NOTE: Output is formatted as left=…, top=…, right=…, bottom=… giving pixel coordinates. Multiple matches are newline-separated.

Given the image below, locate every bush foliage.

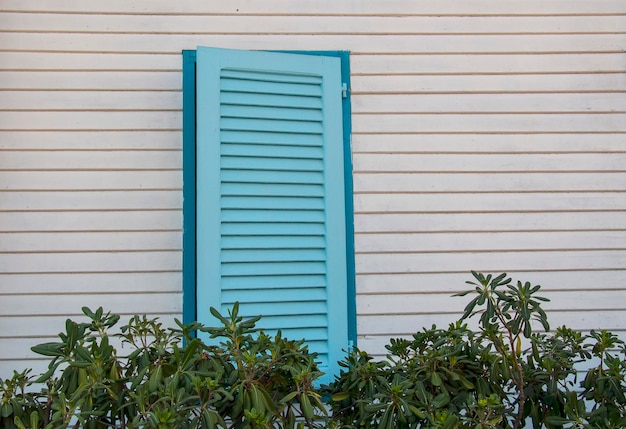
left=0, top=272, right=626, bottom=429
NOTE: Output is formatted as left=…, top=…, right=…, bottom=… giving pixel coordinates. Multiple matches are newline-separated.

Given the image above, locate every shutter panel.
left=196, top=48, right=348, bottom=381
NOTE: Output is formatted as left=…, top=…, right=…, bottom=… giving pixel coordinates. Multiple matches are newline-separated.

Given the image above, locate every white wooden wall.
left=0, top=0, right=626, bottom=376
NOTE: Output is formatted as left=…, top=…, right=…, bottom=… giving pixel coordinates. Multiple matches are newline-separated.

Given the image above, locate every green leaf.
left=332, top=392, right=350, bottom=402
left=430, top=372, right=442, bottom=386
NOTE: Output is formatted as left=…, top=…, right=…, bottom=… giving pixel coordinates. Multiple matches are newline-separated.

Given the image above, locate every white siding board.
left=357, top=310, right=624, bottom=338
left=0, top=270, right=182, bottom=294
left=0, top=0, right=626, bottom=16
left=0, top=170, right=182, bottom=191
left=0, top=150, right=182, bottom=170
left=0, top=91, right=182, bottom=111
left=350, top=53, right=624, bottom=75
left=0, top=130, right=182, bottom=150
left=0, top=230, right=182, bottom=253
left=355, top=212, right=626, bottom=232
left=2, top=32, right=626, bottom=55
left=354, top=190, right=626, bottom=213
left=0, top=52, right=181, bottom=72
left=352, top=92, right=626, bottom=114
left=0, top=292, right=181, bottom=316
left=357, top=287, right=626, bottom=316
left=0, top=211, right=182, bottom=231
left=0, top=250, right=182, bottom=272
left=0, top=70, right=182, bottom=90
left=355, top=249, right=626, bottom=274
left=356, top=231, right=626, bottom=254
left=354, top=152, right=626, bottom=173
left=352, top=135, right=624, bottom=155
left=0, top=191, right=183, bottom=211
left=0, top=0, right=626, bottom=376
left=0, top=110, right=182, bottom=130
left=354, top=171, right=626, bottom=192
left=3, top=12, right=624, bottom=35
left=357, top=267, right=626, bottom=294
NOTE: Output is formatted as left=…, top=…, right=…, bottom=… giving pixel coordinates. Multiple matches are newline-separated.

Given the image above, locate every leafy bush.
left=327, top=272, right=626, bottom=429
left=0, top=272, right=626, bottom=429
left=0, top=305, right=326, bottom=429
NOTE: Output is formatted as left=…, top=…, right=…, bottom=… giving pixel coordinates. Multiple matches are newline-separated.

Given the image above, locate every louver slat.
left=197, top=48, right=348, bottom=382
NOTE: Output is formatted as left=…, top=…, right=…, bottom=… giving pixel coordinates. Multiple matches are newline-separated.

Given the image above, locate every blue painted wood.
left=196, top=48, right=348, bottom=381
left=183, top=50, right=196, bottom=323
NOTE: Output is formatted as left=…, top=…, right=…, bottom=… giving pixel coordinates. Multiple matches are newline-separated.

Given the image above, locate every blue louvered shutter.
left=196, top=48, right=348, bottom=381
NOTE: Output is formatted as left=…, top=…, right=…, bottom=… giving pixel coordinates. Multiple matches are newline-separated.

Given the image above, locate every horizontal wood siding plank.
left=0, top=91, right=182, bottom=111
left=354, top=172, right=626, bottom=192
left=0, top=270, right=182, bottom=294
left=0, top=110, right=182, bottom=131
left=0, top=0, right=626, bottom=377
left=357, top=268, right=626, bottom=294
left=353, top=112, right=626, bottom=133
left=0, top=250, right=182, bottom=270
left=352, top=71, right=626, bottom=94
left=0, top=210, right=182, bottom=231
left=352, top=135, right=625, bottom=155
left=0, top=129, right=182, bottom=150
left=354, top=152, right=626, bottom=173
left=352, top=92, right=626, bottom=114
left=357, top=310, right=625, bottom=338
left=0, top=170, right=182, bottom=191
left=350, top=52, right=624, bottom=74
left=354, top=230, right=626, bottom=254
left=355, top=211, right=626, bottom=231
left=2, top=32, right=626, bottom=55
left=0, top=150, right=183, bottom=171
left=357, top=290, right=626, bottom=316
left=0, top=188, right=183, bottom=211
left=0, top=230, right=182, bottom=253
left=355, top=249, right=626, bottom=274
left=0, top=292, right=181, bottom=316
left=0, top=0, right=626, bottom=16
left=3, top=12, right=624, bottom=35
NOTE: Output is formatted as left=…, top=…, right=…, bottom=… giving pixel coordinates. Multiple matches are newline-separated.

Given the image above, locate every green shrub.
left=327, top=272, right=626, bottom=429
left=0, top=305, right=326, bottom=429
left=0, top=272, right=626, bottom=429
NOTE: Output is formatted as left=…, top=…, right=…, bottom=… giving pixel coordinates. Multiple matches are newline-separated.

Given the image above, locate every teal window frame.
left=182, top=50, right=357, bottom=345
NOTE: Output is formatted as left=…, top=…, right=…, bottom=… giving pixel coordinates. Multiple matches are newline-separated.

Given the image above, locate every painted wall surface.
left=0, top=0, right=626, bottom=376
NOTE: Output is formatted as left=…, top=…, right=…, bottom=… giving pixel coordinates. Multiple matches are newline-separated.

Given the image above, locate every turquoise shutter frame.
left=195, top=47, right=348, bottom=381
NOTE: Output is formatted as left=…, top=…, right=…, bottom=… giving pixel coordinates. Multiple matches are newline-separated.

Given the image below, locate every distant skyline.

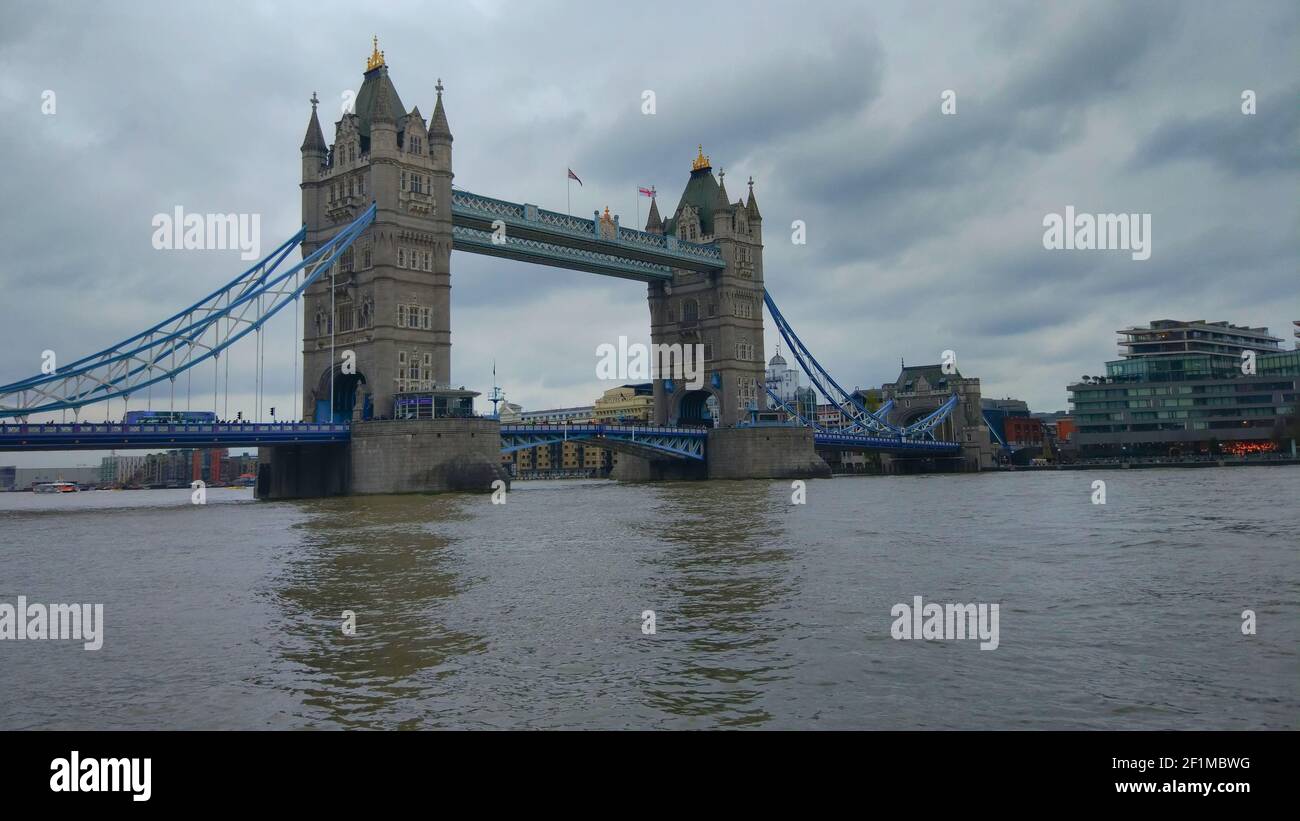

┄┄┄┄┄┄

__THE REQUEST__
Lay out everything from the start of the entries above down to the line containing "left=430, top=372, right=442, bottom=386", both ends included, as a Markdown table with the columns Row and Line, giving each line its own numbered row and skipping blank lines. Leave the pictures out of the answer.

__CORRECT OUTPUT__
| Row | Line |
|---|---|
| 1 | NOTE: Output is formatted as left=…, top=…, right=…, bottom=… giving pixel coordinates. Multiple matches are newline-separated. |
| 2 | Given the image below, locate every bush foliage. |
| 3 | left=0, top=272, right=626, bottom=429 |
| 4 | NOTE: Output is formatted as left=…, top=…, right=…, bottom=… giving pixel coordinates. Multiple matches are newline-separated. |
| 5 | Given the image above, locate every shutter panel. |
| 6 | left=196, top=48, right=348, bottom=381 |
| 7 | NOTE: Output is formatted as left=…, top=…, right=…, bottom=… giving pixel coordinates. Multiple matches are newline-separated. |
| 8 | Given the image above, locate every white wooden wall. |
| 9 | left=0, top=0, right=626, bottom=376 |
| 10 | NOTE: Output is formatted as left=…, top=…, right=…, bottom=… giving pixel coordinates. Multiple matches are newline-separated. |
| 11 | Given the image above, locate every green leaf. |
| 12 | left=332, top=392, right=350, bottom=402 |
| 13 | left=430, top=372, right=442, bottom=386 |